PIR/GCG

POSTMASTER at NBRF.GEORGETOWN.EDU POSTMASTER at NBRF.GEORGETOWN.EDU
Tue Nov 2 12:01:40 EST 1993


In message <9310301907.AA04875 at net.bio.net> posted to Bio-Soft Jean-Loup Risler
wrote:

> Up to now I received the PIR database from MIPS on a magtape. Like many many
> others, I had troubles with the GCG files provided on the tape, which were
> fixed by re-running DBINDEX.
> 
> Now I receive PIR on their CD-ROM. Since I want to use GCG, I have to copy
> the files onto my VAX/VMS. *NOTE* this was a pain in the neck, a CD_MOUNT
> followed by a COPY doesn't work because the resulting file are "undefined".
> The CD_ACCESS program from P. Stockwell, available from the EMBL server,
> doesn't work either on these CD-ROMs (it's the only case I know of).
> 
> You MUST mount the CD-ROM with the following command:
> 
> CD_MOUNT/media=cdrom/UNDEFINED=(STREAM_LF:512)
> 
> It was rather hard to be aware of the UNDEFINED switch ... this may be
> useful to other people...
> 
> Well, finally it worked. The .REF and .SEQ files seem to be OK. Now, if I
> run PIRTOGCG or DBINDEX, I get the following message for *ALL* the
> sequences:
> 
> * no accession number for sequence XXXX *
> 
> Anyway the programs go on, I get the usual .NAMES, .OFFSET, etc...files
> whose size seem reasonable.
> 
> *BUT* I can't FETCH any sequence. If I try to fetch CCHU from PIR1, for
> example, I get  * no files in PIR1:CCHU *  .....
> 
> NOTE 1: I am lazy and I always wait for a certain time before installing the
> minor releases, waiting for other people to find the new bugs ... :-)
> Hence I'm still under GCG #7.0  Is this the reason?

> **Given entries**
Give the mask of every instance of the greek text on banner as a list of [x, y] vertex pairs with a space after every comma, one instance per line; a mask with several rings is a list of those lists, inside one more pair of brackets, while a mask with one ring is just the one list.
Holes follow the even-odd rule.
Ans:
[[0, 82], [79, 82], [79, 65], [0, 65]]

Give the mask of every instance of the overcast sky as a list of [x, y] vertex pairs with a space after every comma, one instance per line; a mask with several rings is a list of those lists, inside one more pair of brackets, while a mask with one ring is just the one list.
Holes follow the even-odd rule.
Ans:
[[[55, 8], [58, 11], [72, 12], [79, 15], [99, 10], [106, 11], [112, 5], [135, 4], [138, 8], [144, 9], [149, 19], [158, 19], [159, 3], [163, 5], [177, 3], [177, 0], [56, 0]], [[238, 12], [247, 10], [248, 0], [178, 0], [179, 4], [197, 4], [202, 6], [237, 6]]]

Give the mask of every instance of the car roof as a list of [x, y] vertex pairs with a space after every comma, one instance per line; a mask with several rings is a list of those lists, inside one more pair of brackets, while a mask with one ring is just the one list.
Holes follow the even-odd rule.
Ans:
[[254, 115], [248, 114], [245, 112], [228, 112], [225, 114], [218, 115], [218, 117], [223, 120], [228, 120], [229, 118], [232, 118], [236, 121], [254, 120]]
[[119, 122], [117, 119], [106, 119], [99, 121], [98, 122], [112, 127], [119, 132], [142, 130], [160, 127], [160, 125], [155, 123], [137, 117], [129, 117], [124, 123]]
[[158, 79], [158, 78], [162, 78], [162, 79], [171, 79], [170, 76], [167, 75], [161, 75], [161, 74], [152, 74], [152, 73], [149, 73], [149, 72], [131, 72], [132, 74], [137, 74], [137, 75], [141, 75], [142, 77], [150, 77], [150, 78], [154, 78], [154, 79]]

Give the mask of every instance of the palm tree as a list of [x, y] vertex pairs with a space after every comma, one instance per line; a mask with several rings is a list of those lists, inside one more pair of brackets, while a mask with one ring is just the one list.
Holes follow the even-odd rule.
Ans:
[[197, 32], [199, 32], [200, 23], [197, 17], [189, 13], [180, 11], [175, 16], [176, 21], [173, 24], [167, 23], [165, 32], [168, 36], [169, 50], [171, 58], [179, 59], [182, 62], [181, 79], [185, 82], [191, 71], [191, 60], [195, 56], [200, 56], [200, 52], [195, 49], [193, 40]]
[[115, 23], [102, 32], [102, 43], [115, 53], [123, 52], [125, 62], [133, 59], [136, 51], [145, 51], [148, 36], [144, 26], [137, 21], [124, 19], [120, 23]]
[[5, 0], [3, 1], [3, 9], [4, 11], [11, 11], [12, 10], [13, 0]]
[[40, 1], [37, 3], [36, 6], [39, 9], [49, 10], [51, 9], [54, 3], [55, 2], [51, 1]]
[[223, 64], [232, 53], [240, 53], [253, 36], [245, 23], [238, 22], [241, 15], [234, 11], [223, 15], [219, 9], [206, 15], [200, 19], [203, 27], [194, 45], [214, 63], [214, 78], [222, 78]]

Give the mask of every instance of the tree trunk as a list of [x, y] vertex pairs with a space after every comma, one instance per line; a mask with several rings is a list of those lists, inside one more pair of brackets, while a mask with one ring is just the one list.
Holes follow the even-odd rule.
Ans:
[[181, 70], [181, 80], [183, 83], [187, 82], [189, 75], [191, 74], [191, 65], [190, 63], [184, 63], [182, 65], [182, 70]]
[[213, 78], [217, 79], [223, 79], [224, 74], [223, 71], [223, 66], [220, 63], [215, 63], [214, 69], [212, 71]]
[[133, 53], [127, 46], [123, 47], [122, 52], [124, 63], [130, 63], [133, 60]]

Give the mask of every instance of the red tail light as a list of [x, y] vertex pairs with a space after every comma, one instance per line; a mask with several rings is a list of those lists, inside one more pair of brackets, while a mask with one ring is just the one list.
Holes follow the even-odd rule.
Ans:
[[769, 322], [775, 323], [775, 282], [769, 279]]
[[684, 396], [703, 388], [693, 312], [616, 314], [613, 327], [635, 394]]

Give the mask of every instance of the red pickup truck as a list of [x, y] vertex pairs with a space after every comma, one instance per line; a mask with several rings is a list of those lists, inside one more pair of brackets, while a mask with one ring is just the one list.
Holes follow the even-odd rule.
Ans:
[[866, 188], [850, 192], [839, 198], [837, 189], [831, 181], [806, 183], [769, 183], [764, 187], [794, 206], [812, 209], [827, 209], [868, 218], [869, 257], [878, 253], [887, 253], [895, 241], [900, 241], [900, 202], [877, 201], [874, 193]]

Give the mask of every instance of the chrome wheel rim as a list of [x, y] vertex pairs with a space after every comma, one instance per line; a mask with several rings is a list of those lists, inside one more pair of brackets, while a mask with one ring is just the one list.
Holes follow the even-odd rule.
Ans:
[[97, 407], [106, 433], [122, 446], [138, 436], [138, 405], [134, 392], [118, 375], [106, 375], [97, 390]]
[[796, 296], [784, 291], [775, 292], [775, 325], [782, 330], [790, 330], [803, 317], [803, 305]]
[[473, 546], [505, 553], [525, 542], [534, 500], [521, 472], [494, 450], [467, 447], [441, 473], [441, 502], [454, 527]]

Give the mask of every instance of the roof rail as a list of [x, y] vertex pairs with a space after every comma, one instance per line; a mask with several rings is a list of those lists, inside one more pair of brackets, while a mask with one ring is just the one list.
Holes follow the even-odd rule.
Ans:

> **Brief**
Can you reproduce the whole PIR/GCG post above word for word, from its title line to its last line?

> **Correct response**
PIR/GCG

POSTMASTER at NBRF.GEORGETOWN.EDU POSTMASTER at NBRF.GEORGETOWN.EDU
Tue Nov 2 12:01:40 EST 1993


In message <9310301907.AA04875 at net.bio.net> posted to Bio-Soft Jean-Loup Risler
wrote:

> Up to now I received the PIR database from MIPS on a magtape. Like many many
> others, I had troubles with the GCG files provided on the tape, which were
> fixed by re-running DBINDEX.
> 
> Now I receive PIR on their CD-ROM. Since I want to use GCG, I have to copy
> the files onto my VAX/VMS. *NOTE* this was a pain in the neck, a CD_MOUNT
> followed by a COPY doesn't work because the resulting file are "undefined".
> The CD_ACCESS program from P. Stockwell, available from the EMBL server,
> doesn't work either on these CD-ROMs (it's the only case I know of).
> 
> You MUST mount the CD-ROM with the following command:
> 
> CD_MOUNT/media=cdrom/UNDEFINED=(STREAM_LF:512)
> 
> It was rather hard to be aware of the UNDEFINED switch ... this may be
> useful to other people...
> 
> Well, finally it worked. The .REF and .SEQ files seem to be OK. Now, if I
> run PIRTOGCG or DBINDEX, I get the following message for *ALL* the
> sequences:
> 
> * no accession number for sequence XXXX *
> 
> Anyway the programs go on, I get the usual .NAMES, .OFFSET, etc...files
> whose size seem reasonable.
> 
> *BUT* I can't FETCH any sequence. If I try to fetch CCHU from PIR1, for
> example, I get  * no files in PIR1:CCHU *  .....
> 
> NOTE 1: I am lazy and I always wait for a certain time before installing the
> minor releases, waiting for other people to find the new bugs ... :-)
> Hence I'm still under GCG #7.0  Is this the reason?